> _Page excerpt_

___

Use a set of printf()-replacement functions (supplied by BOINC) that buffer output in memory. Flush these buffers in the checkpoint function.

8. Graphics

BOINC applications can optionally provide graphics, which are displayed either in an application window or in a full-screen window (when acting as a screensaver). Requests to open and close graphics windows originate from the BOINC Manager and screensaver, and are relayed to applications by the core client.

The recommended way for an application to provide graphics is for it to provide a set of 'graphics functions', which are called as needed by the runtime library.

___

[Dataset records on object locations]
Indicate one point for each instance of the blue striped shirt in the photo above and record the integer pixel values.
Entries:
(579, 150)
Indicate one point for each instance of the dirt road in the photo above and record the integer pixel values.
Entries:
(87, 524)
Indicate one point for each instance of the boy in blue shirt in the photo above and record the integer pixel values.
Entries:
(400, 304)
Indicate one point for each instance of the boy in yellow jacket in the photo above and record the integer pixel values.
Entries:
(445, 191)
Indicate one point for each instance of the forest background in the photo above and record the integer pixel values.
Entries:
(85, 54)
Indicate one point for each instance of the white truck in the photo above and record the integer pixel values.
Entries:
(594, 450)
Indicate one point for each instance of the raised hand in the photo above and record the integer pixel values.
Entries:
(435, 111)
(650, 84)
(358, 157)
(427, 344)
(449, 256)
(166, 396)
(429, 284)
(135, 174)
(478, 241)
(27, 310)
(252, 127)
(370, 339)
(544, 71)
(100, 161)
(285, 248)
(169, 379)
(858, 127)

___

> _Set tasks_
• a. Reproduce the passage of the BOINC excerpt beginning with "8. Graphics" and continuing through "the runtime library.".
• b. Name every function or set of functions that the BOINC excerpt mentions.

> _Final answers_
• a.
8. Graphics

BOINC applications can optionally provide graphics, which are displayed either in an application window or in a full-screen window (when acting as a screensaver). Requests to open and close graphics windows originate from the BOINC Manager and screensaver, and are relayed to applications by the core client.

The recommended way for an application to provide graphics is for it to provide a set of 'graphics functions', which are called as needed by the runtime library.

• b.
- printf()-replacement functions
- the checkpoint function
- graphics functions